[Exercise input — start]
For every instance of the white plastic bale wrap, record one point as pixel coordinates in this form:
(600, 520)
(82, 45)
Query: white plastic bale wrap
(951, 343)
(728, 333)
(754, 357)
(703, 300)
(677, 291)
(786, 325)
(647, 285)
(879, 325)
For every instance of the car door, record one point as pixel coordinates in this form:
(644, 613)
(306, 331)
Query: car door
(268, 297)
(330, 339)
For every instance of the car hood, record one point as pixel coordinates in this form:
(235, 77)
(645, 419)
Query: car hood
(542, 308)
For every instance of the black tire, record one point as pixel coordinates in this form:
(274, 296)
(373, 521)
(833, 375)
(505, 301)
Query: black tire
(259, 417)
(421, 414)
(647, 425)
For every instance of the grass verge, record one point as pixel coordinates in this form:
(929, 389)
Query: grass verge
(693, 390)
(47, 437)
[Exercise input — finish]
### Exercise prompt
Search the material for the string "record" and show every line that has it.

### Solution to the exercise
For every instance of the white plastic bale wrap, record one point as pixel coordinates in this form:
For every instance of the car door, record one point as pixel coordinates in this form:
For every instance of the car hood, record one point as pixel coordinates in this form:
For every instance of the black tire, record one point as pixel coordinates in this form:
For every instance of the grass verge, record one point as pixel coordinates in this form:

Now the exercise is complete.